• _Document passage_:
◆ ◆ ◆ ◆ ◆

Instead, she couldn’t stop talking about her competence, interminably reiterating her ‘ready on Day One’ mantra, as though her experiences as a presidential wife somehow made her more presidential. Worse, she went on the attack, sarcastically deriding Obama’s inspirational speeches: ‘Now, I could stand up here and say: “Let’s just get everybody together. Let’s get unified. The sky will open. The light will come down. Celestial choirs will be singing, and everyone will know we should do the right thing and the world will be perfect.”’ (She was surely the first campaigning politician to tell voters that their dreams are delusions.) She ridiculously charged Obama with plagiarism (‘change you can xerox’) over a single line in one of his speeches and tirelessly repeated that Obama knew someone who had been a member of the Weather Underground (when Obama was a child). Democratic Party regulars were appalled when she began to praise McCain at Obama’s expense: only she and McCain were ready to be commander-in-chief, or, in Bill’s formulation, only she and McCain were ‘true patriots’. Obama was a wimp – Bill called him ‘the kid’ – who wanted to talk with Ahmadinejad; Clinton would nuke and ‘obliterate’ Iran if they dared attack Israel.

Just when you thought she had hit bottom, she went even lower. She tried to cast Obama as a scary black man who, as subliminally suggested in her infamous (and mercilessly parodied) ‘3 a.m.’ ad, would break into your house and murder your cute little sleeping blonde daughter. She cast doubt on whether Obama was really a Christian and not a scary Muslim. And when that didn’t work she reinvented herself as a Woman of the People, waxing eloquent on her hunting days with Grandpa and downing shots in working-class bars, as she derided Obama – the son of a single mother on welfare – as an elitist, out of touch with the regular people she’d presumably been hanging out with all these years at Yale Law School, the Arkansas governor’s mansion, the White House and the Senate. Those regular people, she explained in one of many embarrassing moments, were ‘hard-working Americans, white Americans’.

◆ ◆ ◆ ◆ ◆

• _Stored rows_:

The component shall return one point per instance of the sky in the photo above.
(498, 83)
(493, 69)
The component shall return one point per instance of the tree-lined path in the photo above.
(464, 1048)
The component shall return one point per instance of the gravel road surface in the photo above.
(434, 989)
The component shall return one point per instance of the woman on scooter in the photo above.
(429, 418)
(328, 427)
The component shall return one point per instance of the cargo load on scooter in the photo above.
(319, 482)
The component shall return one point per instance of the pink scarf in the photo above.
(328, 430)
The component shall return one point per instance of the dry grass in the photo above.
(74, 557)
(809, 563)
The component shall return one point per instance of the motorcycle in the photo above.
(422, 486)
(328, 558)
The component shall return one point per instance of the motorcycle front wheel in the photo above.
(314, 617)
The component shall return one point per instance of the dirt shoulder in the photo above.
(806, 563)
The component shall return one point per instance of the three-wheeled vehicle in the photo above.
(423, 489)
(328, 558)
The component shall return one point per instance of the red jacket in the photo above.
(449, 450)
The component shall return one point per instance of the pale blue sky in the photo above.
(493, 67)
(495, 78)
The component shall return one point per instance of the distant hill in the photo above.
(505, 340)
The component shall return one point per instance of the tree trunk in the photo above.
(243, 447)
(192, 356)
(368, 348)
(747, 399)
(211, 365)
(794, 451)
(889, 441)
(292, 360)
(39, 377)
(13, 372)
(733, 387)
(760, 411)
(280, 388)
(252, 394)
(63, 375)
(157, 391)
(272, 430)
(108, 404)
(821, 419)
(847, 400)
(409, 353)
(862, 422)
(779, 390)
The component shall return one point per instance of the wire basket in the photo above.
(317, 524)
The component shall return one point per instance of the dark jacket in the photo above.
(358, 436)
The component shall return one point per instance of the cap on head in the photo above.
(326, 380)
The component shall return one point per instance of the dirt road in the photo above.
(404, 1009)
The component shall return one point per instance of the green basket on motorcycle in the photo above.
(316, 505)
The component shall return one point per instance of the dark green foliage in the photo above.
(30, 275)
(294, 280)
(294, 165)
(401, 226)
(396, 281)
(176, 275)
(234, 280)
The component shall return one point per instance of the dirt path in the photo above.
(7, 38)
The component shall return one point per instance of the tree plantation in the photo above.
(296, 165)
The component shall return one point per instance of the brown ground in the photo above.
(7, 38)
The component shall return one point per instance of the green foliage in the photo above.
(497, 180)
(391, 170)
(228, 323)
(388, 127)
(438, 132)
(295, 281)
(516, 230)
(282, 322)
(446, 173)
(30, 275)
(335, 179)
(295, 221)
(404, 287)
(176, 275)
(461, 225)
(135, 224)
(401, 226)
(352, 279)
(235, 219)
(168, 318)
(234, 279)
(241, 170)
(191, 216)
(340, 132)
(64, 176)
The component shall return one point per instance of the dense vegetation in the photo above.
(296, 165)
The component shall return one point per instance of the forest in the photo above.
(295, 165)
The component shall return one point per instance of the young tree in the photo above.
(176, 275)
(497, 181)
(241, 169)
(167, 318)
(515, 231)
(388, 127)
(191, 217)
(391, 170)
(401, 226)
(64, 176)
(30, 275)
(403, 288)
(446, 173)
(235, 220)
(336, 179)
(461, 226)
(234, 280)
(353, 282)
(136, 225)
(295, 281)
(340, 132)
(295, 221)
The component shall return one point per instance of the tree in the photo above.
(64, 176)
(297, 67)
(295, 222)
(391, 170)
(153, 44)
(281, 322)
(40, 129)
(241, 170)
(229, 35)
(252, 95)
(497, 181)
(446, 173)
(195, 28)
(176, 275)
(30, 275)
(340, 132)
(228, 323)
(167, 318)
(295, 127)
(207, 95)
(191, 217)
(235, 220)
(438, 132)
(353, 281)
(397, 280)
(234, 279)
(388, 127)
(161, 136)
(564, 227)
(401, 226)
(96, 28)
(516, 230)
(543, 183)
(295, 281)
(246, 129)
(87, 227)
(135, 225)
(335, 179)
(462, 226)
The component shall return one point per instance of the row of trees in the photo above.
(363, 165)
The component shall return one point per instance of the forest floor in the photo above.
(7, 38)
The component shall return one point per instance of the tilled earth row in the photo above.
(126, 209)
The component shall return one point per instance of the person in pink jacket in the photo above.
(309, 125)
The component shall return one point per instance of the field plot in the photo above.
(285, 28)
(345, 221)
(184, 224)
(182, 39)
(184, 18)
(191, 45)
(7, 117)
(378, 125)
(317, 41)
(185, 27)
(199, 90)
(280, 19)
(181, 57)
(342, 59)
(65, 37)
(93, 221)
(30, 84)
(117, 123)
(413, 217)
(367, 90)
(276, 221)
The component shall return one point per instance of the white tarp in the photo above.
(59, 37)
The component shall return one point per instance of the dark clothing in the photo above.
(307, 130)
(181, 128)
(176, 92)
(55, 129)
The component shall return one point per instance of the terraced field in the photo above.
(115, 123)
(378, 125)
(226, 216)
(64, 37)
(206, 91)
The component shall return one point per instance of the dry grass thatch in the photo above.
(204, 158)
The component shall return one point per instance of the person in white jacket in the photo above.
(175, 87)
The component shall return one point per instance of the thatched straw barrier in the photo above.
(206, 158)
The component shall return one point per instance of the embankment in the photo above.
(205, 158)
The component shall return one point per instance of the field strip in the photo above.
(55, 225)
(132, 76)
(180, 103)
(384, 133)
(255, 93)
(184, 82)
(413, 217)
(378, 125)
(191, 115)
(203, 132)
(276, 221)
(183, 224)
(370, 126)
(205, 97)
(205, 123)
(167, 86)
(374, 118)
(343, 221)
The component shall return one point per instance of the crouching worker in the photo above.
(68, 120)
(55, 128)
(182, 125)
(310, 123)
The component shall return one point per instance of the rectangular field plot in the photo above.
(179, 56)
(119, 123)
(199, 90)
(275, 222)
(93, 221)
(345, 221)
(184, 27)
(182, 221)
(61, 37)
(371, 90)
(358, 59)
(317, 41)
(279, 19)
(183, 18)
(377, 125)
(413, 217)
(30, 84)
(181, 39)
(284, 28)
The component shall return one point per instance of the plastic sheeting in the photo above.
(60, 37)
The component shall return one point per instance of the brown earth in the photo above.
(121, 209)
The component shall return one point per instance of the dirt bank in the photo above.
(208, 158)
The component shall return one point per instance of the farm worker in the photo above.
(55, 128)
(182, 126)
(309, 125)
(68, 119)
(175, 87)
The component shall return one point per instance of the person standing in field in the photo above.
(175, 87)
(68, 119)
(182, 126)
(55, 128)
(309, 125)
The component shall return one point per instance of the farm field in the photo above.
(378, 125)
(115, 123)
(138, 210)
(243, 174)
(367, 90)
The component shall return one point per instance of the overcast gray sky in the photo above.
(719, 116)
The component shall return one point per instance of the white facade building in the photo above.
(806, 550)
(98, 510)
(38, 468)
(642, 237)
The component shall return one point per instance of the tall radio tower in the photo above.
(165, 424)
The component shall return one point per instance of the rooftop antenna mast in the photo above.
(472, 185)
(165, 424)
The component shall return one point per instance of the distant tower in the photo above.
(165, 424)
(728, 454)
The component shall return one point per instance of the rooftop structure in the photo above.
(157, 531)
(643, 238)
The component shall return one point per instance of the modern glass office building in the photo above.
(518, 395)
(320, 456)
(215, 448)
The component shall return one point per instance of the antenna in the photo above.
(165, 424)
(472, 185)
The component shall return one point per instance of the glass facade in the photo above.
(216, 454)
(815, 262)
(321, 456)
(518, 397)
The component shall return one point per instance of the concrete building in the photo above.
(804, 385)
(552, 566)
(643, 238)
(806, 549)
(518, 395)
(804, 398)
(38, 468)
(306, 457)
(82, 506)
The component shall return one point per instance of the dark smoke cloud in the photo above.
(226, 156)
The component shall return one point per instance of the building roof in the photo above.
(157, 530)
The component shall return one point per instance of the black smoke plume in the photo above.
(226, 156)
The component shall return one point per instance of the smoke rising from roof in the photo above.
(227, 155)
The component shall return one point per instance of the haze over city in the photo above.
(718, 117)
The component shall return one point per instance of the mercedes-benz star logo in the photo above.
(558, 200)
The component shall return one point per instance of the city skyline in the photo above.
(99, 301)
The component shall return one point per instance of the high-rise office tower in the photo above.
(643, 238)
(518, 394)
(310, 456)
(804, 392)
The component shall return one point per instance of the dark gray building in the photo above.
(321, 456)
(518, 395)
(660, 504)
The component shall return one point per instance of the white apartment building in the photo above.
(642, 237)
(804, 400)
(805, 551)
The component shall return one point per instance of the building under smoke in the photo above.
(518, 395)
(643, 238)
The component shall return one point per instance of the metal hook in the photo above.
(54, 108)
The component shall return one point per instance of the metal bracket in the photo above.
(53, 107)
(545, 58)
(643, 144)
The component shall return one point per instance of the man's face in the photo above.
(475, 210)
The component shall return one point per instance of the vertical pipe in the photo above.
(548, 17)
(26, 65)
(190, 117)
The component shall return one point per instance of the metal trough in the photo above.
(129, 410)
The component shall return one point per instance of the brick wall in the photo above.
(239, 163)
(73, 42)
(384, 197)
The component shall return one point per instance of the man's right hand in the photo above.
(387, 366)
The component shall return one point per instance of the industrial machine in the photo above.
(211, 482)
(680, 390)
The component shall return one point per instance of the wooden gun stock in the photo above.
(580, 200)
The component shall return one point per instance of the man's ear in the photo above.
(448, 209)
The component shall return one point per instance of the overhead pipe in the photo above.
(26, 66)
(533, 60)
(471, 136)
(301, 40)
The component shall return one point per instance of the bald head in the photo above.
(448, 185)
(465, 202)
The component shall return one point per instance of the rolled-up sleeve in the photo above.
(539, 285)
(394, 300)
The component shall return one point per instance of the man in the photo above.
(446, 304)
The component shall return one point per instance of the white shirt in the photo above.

◆ ◆ ◆ ◆ ◆

• _Exercises_:
• a. Say whether each statement agrees with the passage on Clinton's campaign against Obama, giving yes or no and quoting the words of the passage that decide it. (i) Bill referred to Obama as "the kid." (ii) The plagiarism charge against Obama concerned lines from several of his speeches. (iii) Obama was an adult when the person he knew had been a member of the Weather Underground.
• b. Pick up the passage on Clinton's campaign against Obama after its last sentence and keep writing it.

• _Per-task outputs_:
• a.
(i) Yes: "Bill called him ‘the kid’"
(ii) No: "over a single line in one of his speeches"
(iii) No: "(when Obama was a child)"

• b.
Every time she lost a state, her minions would go on television declaring that that state (and by extension its voters) didn’t matter; bloggers began calling this the ‘insult 40-states strategy’. A victory in backwater West Virginia was hailed as a major triumph. No one in the Clinton camp ever admitted that she had remained behind in the popular vote and in the pledged (elected) delegates from the beginning, and television, of course, promoted the illusion that this would be a photo-finish to keep us all immobile before our sets.

The funniest moment came when Clinton joined McCain in proposing a summer holiday from the federal gas tax – a strictly vote-pandering gesture, especially as neither of them introduced a bill in the Senate to turn it into law. Asked about the fact that not a single economist supported the plan, Clinton, supreme commander of the position paper, replied: ‘I’m not going to put my lot in with economists . . . We’ve got to get out of this mindset where somehow elite opinion is always on the side of doing things that really disadvantage the vast majority of Americans.’

In a late act of desperation, she tried to change party rules, which she had supported, that didn’t count the primaries in Florida and Michigan. Now she was comparing the vote in Florida to the abolition of slavery and the elections in Zimbabwe. In Michigan, where Obama’s name had not even appeared on the ballot, she insisted she was due all of the votes and Obama none.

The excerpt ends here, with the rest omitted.